WHAT TO PRODUCE —
Please print everything in the listing below from the line containing "Can you find the traffic light pole" down to the line containing "[257, 330, 294, 816]", including both of those lines, with each line reproduced character for character.

(begin)

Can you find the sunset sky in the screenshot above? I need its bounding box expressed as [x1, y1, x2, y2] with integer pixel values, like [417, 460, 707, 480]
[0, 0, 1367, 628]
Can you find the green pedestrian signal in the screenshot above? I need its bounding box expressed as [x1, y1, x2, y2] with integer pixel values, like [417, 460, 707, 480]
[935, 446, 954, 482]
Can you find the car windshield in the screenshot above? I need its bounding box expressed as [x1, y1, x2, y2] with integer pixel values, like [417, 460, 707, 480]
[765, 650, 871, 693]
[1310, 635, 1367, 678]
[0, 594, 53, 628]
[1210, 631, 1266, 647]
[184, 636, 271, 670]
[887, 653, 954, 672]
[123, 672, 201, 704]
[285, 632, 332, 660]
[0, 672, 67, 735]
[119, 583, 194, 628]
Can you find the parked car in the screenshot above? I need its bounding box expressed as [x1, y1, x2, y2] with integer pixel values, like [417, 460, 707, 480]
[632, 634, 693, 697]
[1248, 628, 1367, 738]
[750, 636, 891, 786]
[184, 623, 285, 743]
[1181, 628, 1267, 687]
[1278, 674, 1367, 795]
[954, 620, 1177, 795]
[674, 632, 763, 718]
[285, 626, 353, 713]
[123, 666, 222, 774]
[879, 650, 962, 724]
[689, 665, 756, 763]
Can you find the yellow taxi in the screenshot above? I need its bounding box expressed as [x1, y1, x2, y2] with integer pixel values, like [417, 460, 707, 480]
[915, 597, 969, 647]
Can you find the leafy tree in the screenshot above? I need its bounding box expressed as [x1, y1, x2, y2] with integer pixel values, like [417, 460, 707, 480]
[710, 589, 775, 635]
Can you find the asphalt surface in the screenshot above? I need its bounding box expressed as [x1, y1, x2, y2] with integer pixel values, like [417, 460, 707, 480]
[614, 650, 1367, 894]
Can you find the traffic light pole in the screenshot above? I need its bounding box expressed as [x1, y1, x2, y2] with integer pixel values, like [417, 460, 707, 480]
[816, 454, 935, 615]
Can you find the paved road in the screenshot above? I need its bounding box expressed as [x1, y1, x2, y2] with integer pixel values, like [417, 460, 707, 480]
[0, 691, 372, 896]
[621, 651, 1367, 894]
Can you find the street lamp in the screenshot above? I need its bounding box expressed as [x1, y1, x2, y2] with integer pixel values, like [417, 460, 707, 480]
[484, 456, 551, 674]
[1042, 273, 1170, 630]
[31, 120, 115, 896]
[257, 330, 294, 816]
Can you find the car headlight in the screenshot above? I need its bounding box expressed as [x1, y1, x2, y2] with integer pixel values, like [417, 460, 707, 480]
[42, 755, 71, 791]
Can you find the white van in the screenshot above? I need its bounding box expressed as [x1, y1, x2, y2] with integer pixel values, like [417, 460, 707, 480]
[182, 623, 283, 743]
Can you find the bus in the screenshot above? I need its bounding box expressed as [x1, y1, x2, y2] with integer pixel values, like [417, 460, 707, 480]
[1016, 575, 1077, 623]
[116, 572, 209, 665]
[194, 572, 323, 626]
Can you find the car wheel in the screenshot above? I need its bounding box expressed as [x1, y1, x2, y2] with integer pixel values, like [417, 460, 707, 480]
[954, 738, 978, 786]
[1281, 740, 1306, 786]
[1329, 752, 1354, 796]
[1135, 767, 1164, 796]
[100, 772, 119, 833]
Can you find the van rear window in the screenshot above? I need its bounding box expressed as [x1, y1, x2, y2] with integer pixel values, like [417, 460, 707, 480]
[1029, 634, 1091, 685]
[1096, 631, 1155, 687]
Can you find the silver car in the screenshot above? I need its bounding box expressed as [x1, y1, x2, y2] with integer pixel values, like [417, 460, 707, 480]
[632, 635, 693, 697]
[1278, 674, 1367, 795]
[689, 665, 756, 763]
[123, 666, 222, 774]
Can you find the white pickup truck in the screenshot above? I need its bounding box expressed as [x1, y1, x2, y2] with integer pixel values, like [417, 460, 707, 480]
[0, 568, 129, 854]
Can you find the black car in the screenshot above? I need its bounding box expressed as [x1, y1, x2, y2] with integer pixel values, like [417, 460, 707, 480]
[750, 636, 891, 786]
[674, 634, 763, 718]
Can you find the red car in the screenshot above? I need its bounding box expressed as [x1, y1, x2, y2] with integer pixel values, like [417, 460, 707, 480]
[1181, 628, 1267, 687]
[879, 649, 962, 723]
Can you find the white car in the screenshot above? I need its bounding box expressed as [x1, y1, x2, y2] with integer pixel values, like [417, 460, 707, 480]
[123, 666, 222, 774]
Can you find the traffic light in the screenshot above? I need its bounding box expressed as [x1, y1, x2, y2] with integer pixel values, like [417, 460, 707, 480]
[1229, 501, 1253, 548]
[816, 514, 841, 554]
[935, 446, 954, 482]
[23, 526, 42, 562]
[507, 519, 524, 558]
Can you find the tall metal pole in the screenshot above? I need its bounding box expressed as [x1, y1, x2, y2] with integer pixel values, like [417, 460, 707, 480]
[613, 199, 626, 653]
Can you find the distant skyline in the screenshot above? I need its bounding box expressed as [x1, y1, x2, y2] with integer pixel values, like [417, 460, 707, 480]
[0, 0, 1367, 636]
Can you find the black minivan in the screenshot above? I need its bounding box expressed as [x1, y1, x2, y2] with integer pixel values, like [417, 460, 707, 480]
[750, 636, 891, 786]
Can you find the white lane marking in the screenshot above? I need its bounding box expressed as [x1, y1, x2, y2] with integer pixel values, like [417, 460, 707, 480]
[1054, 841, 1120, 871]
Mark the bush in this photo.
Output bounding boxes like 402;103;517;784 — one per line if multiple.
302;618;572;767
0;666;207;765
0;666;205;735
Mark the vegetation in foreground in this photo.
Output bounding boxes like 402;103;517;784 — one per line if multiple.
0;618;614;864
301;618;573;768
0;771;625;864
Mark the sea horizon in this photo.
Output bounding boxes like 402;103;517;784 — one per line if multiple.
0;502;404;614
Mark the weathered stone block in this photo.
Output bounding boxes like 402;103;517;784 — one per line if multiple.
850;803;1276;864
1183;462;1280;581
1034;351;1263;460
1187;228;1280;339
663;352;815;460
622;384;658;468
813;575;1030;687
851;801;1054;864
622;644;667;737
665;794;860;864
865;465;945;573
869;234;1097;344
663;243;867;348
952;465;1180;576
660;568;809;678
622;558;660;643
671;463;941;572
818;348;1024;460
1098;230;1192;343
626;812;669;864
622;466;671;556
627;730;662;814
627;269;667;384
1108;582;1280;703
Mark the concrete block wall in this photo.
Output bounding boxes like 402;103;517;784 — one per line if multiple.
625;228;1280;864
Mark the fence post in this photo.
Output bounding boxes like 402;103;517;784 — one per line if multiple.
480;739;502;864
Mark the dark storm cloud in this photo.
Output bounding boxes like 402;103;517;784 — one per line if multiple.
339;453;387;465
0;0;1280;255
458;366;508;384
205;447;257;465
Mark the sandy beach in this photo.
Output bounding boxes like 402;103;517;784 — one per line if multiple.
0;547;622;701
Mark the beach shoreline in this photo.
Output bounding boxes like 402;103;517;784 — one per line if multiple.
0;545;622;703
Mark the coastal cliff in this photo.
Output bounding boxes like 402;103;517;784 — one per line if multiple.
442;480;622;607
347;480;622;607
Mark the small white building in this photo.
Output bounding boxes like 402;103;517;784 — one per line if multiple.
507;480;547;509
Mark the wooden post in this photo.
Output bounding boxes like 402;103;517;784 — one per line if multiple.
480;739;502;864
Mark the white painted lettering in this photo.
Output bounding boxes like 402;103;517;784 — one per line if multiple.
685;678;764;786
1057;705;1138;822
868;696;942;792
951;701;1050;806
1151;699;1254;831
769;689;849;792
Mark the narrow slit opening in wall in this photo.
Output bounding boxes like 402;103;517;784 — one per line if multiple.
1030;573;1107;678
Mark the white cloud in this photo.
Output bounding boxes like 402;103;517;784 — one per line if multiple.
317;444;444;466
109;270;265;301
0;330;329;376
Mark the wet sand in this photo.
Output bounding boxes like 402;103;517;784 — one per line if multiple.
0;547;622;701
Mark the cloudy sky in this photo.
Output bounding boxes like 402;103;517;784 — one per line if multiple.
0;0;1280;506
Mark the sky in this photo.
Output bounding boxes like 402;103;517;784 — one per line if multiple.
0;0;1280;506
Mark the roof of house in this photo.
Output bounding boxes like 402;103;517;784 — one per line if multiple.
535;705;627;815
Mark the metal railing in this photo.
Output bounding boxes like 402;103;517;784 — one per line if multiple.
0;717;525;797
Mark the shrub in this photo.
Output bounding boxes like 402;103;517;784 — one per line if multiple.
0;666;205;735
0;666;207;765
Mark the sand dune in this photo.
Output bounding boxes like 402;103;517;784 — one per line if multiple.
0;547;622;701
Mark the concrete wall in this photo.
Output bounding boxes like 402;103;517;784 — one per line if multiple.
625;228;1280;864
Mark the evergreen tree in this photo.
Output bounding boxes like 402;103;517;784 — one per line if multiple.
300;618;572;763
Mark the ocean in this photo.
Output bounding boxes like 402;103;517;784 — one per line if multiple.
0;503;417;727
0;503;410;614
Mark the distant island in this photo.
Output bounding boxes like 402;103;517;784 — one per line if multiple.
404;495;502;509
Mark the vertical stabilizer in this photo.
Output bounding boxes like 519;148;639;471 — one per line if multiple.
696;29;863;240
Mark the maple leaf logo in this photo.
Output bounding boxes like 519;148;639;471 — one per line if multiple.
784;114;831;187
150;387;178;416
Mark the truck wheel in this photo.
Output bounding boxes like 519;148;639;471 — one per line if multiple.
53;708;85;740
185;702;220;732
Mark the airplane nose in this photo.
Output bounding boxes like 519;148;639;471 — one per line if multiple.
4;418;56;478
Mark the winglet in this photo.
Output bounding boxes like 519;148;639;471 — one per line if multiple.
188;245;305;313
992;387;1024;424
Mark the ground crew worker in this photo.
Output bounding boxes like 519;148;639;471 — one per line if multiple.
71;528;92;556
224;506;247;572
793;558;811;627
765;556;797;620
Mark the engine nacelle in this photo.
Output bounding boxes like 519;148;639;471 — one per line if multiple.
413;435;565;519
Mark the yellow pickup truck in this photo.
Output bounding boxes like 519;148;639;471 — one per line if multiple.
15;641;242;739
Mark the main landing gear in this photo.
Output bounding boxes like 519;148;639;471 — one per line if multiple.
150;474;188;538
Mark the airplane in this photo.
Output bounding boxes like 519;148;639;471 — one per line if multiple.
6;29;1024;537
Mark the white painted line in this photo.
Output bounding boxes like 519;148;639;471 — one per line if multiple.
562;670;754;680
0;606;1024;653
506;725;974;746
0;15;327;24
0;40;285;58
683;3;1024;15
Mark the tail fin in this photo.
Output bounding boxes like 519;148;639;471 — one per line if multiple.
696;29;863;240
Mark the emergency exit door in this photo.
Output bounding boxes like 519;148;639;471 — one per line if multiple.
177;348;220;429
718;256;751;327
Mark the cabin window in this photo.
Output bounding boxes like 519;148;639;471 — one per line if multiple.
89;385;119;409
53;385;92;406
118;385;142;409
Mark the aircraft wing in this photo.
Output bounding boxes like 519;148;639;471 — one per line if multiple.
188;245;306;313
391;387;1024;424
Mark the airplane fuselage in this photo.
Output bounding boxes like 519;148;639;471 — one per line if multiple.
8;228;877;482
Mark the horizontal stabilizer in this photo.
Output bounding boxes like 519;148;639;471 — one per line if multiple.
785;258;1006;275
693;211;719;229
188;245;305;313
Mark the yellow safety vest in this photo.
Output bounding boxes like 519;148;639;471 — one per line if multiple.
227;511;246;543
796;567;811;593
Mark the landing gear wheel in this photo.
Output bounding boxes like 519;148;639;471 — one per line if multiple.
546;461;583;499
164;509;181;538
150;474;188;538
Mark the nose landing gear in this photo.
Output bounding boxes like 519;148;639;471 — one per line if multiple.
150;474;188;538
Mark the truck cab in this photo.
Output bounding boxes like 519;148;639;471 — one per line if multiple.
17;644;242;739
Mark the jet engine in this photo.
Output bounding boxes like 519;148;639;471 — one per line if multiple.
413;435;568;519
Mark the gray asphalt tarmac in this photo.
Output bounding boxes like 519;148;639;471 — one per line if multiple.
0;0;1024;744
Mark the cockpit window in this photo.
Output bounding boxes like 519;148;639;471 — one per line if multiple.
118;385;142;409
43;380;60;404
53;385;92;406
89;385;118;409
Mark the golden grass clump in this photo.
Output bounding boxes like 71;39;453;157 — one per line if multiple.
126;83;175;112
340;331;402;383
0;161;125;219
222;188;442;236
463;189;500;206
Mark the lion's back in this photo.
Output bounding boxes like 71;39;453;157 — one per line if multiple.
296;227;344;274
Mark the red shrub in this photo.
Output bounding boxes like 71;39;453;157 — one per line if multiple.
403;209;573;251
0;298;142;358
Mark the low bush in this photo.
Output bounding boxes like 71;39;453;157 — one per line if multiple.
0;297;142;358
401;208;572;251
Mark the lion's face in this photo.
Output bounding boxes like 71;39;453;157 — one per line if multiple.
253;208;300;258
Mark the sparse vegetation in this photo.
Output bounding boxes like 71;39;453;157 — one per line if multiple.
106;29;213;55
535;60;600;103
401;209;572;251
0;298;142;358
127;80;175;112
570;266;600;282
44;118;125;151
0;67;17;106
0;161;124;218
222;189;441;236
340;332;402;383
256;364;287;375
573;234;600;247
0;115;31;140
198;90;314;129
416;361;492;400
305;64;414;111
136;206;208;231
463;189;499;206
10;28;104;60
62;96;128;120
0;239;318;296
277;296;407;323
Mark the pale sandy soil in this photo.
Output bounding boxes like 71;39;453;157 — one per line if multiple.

(end)

THE REPLY —
Can you find the traffic light pole in the screenshot above? I need its bounding box expressed as [x1, y1, x2, y2] with integer pixel values, like [417, 460, 707, 480]
[816, 454, 935, 615]
Can you find the paved road in the screenshot above? I need its bounding box expressed as [x1, y1, x2, y2] with integer pixel values, like [417, 460, 707, 480]
[0, 691, 372, 896]
[621, 651, 1367, 894]
Can you find the street lamp in the screenshot above? I need its bounding box expressed as [x1, y1, x2, y2] with integer pixel values, like [417, 460, 707, 480]
[484, 456, 551, 674]
[1042, 273, 1170, 630]
[31, 120, 115, 896]
[257, 330, 294, 816]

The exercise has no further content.